- TASK: Take the entries below and return them unchanged.

- SOURCE DATA:

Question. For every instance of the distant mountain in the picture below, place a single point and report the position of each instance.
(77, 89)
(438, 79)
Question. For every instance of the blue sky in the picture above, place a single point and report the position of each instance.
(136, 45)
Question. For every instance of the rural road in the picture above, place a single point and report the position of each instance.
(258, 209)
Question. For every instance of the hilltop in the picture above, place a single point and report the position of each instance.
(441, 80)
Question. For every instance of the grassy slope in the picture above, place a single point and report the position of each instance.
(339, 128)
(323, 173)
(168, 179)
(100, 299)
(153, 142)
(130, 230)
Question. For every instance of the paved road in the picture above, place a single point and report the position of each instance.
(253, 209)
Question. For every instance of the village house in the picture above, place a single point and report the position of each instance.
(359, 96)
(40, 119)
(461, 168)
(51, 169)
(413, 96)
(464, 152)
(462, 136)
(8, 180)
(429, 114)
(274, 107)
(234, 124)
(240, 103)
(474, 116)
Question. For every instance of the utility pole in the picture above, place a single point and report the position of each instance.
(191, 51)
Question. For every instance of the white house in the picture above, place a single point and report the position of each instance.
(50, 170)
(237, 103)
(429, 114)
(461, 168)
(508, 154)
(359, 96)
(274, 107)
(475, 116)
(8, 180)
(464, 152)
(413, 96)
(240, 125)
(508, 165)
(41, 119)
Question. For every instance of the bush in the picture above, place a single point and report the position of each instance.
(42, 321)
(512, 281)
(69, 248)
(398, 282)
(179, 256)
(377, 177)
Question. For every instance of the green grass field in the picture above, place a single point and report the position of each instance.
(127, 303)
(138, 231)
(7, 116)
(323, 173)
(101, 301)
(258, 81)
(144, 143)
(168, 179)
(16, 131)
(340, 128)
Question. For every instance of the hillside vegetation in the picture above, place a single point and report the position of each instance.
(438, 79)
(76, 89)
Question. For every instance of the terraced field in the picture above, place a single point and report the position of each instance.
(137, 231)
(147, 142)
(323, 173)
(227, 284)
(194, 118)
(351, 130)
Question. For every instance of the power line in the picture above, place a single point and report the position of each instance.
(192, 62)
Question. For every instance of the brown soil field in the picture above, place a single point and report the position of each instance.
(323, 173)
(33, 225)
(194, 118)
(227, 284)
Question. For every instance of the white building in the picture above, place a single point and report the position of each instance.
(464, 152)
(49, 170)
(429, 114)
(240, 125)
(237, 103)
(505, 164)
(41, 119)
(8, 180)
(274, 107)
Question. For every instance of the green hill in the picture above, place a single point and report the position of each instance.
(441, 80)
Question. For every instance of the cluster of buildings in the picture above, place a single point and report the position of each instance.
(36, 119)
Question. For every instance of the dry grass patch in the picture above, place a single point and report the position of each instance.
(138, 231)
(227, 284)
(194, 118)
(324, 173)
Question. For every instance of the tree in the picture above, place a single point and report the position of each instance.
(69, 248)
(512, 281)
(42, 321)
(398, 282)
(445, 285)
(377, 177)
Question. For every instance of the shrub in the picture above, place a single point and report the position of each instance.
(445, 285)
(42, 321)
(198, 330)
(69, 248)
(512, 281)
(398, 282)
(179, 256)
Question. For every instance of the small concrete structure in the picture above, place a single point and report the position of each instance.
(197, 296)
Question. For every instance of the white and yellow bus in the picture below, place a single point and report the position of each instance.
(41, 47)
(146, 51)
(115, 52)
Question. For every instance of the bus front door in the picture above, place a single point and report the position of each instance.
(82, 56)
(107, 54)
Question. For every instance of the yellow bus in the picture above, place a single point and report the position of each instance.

- RESPONSE:
Question. For every instance of the distant mountain in the picture below, place a single point and report the position of each instance.
(77, 89)
(438, 79)
Question. For every instance of the blue sky in the picture above, place a single point and report the position of each instance.
(136, 45)
Question. For every instance of the rural road in the picture above, place a single point and report the position of each instance.
(258, 209)
Question. For every instance of the hilltop in the picture above, place a single point and report the position of each instance.
(441, 80)
Question. For every instance of the grassy slope in the picture above, place a single point and report the position of each instance.
(339, 128)
(323, 173)
(168, 179)
(100, 299)
(153, 142)
(130, 230)
Question. For every instance of the paved road in the picture above, place a single point and report the position of each instance.
(253, 209)
Question. For every instance of the village house in the picture above, place a single point and report the position of each instance.
(359, 96)
(40, 119)
(461, 168)
(51, 169)
(413, 96)
(464, 152)
(462, 136)
(8, 180)
(429, 114)
(274, 107)
(234, 124)
(240, 103)
(474, 116)
Question. For every instance of the utility pole in the picture above, place a single point and report the position of each instance.
(191, 51)
Question. For every instance of the white house in the picture above, place a single point and report the position of each instance.
(50, 170)
(237, 103)
(429, 114)
(461, 168)
(508, 154)
(359, 96)
(274, 107)
(475, 116)
(8, 180)
(464, 152)
(413, 96)
(240, 125)
(508, 165)
(41, 119)
Question. For every instance of the bush in the picture above, place a single point and report the position of each instance.
(42, 321)
(512, 281)
(69, 248)
(398, 282)
(179, 256)
(377, 177)
Question. For every instance of the green grass field in the picture above, place a single point and report the position of each instance.
(127, 303)
(138, 231)
(7, 116)
(323, 173)
(101, 301)
(258, 81)
(144, 143)
(168, 179)
(16, 131)
(340, 128)
Question. For every instance of the hillside vegetation in the picture above, place a single point and report the position of each instance.
(438, 79)
(76, 89)
Question. For every instance of the terraced field in the picture above, place a single point and report the position of each instance.
(137, 231)
(147, 142)
(323, 173)
(227, 284)
(194, 118)
(351, 130)
Question. For every instance of the power line in the picture above, place a single point and report the position of each instance.
(192, 62)
Question. For every instance of the brown soil field in the picture above, place a single point and report the position of each instance.
(323, 173)
(33, 225)
(194, 118)
(227, 284)
Question. For every instance of the white building in the picture above, place a single point and report the position of each instance.
(464, 152)
(49, 170)
(429, 114)
(240, 125)
(237, 103)
(505, 164)
(41, 119)
(8, 180)
(274, 107)
Question. For every instance of the green hill in the picture above, place a single point and report the position of each instance.
(441, 80)
Question. For every instance of the cluster of buildings in the picture above, place a single point and report the position of each instance.
(36, 119)
Question. For every instance of the dry grass patch in the picture above, place a single point and report the position of each instance.
(138, 231)
(227, 284)
(194, 118)
(324, 173)
Question. For every instance of the tree in the picture above, place a single point and report the position of each instance.
(69, 248)
(512, 281)
(42, 321)
(398, 282)
(445, 285)
(377, 177)
Question. For every instance of the shrub in the picture above, place a single point and report the position of each instance.
(445, 285)
(42, 321)
(198, 330)
(69, 248)
(512, 281)
(398, 282)
(179, 256)
Question. For every instance of the small concrete structure in the picture above, place a single point and report the position of each instance.
(197, 296)
Question. For every instance of the white and yellow bus in the picture below, place a single point and report the position of each instance.
(41, 47)
(146, 51)
(115, 52)
Question. For every instance of the bus front door in the picture above, place a single point and report the position of each instance.
(82, 56)
(107, 54)
Question. For every instance of the yellow bus in the picture above, place a single point and report the position of each instance.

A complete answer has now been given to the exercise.